Report only the number of lines in the data below that contain the string "snake".

── MATERIAL FOR THE TASK

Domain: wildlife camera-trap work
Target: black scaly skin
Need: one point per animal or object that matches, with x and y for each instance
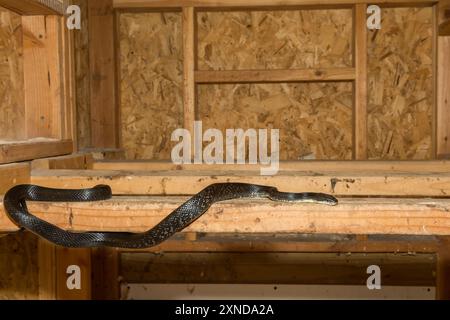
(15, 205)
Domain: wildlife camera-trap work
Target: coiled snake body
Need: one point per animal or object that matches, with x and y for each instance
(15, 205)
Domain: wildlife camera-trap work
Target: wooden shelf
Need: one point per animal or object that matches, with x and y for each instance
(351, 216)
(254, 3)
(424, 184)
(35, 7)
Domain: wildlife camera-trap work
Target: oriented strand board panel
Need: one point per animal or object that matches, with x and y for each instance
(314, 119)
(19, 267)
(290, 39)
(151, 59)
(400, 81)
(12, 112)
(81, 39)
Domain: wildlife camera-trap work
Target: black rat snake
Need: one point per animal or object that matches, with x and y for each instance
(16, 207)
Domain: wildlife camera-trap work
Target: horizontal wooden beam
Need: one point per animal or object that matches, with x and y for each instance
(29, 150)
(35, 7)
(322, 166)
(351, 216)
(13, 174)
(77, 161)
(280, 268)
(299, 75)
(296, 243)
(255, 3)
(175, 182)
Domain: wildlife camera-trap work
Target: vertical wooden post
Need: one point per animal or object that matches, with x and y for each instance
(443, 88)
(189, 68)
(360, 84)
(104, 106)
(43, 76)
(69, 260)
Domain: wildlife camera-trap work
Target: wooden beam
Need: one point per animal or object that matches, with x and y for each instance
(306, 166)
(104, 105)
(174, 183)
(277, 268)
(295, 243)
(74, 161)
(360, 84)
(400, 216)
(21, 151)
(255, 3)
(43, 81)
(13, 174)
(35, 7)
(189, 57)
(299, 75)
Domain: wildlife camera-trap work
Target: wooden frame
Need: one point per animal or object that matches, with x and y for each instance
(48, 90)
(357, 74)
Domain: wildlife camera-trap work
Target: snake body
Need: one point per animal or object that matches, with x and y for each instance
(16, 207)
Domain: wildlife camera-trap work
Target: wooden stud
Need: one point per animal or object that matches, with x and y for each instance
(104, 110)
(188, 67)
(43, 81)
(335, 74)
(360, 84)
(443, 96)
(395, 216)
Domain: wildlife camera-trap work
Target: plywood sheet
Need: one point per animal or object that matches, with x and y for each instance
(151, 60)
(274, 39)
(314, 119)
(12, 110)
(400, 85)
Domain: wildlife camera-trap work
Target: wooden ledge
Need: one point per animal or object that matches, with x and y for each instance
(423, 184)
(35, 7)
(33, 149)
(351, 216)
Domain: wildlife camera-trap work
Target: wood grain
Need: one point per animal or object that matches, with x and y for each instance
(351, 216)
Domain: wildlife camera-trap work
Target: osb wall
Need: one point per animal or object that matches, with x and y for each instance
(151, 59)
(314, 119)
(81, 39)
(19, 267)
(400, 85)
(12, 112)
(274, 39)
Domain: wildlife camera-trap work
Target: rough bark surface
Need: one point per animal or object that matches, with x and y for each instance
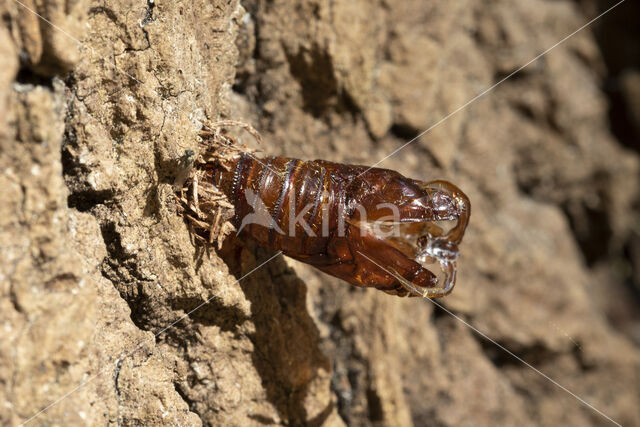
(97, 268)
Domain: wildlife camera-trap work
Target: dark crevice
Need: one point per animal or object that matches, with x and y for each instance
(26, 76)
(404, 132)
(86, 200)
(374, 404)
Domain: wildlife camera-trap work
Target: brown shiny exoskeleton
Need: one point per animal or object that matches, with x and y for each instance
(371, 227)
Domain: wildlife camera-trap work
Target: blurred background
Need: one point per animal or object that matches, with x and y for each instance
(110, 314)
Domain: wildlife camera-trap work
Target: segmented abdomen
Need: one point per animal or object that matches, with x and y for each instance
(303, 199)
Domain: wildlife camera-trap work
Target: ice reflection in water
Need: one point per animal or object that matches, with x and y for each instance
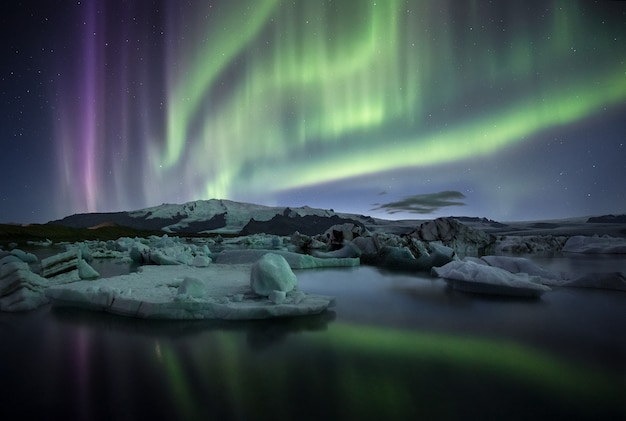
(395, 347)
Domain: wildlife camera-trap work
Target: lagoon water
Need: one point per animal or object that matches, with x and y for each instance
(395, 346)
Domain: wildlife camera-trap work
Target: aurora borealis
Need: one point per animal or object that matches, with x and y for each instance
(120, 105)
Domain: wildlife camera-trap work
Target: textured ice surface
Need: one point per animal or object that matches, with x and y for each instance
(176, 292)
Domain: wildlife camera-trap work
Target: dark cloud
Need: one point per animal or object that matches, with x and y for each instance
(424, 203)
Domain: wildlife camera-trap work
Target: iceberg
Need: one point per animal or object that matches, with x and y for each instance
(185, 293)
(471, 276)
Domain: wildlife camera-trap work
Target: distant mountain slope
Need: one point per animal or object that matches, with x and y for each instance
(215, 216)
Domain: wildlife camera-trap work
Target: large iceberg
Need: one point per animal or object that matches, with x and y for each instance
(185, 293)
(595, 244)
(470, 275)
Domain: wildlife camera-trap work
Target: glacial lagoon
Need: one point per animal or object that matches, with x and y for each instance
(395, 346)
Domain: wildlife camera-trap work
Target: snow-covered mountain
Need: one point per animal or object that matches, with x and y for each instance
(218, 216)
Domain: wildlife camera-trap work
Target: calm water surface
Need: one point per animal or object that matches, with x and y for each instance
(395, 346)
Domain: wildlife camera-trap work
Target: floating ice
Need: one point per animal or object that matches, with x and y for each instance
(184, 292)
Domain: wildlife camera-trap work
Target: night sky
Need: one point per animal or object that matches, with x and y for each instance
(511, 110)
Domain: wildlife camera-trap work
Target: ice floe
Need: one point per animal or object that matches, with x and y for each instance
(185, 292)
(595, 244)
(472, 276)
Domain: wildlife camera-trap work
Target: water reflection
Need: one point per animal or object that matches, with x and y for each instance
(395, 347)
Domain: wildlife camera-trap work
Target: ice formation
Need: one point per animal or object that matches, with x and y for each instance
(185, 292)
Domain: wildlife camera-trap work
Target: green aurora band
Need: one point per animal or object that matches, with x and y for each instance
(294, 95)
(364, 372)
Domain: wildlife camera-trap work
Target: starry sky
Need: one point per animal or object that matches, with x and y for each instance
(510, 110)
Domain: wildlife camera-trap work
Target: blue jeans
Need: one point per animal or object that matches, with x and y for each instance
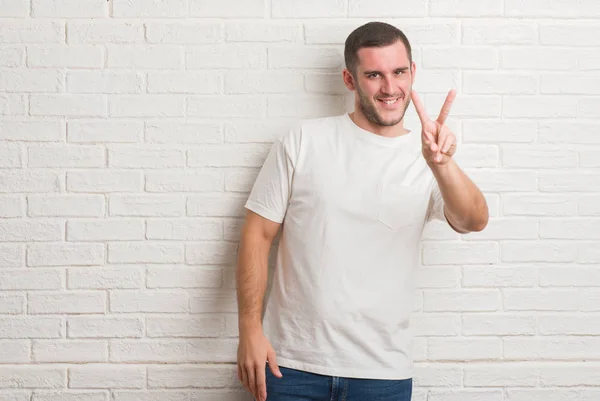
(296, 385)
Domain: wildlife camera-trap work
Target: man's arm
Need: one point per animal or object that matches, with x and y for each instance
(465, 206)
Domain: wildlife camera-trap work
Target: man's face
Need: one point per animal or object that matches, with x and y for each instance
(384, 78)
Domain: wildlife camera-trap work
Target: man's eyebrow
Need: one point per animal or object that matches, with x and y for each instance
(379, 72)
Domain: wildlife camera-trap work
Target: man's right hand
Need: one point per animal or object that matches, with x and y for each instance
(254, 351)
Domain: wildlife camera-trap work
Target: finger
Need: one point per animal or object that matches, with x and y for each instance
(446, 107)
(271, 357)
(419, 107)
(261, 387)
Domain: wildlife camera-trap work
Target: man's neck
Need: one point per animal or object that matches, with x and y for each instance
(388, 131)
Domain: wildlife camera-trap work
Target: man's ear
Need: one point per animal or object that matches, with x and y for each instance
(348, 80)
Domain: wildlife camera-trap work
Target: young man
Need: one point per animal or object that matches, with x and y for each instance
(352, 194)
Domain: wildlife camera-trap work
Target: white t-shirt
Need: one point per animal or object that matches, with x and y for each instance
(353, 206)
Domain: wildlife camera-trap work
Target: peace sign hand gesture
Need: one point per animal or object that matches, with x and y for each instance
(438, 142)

────

FINAL RESULT:
3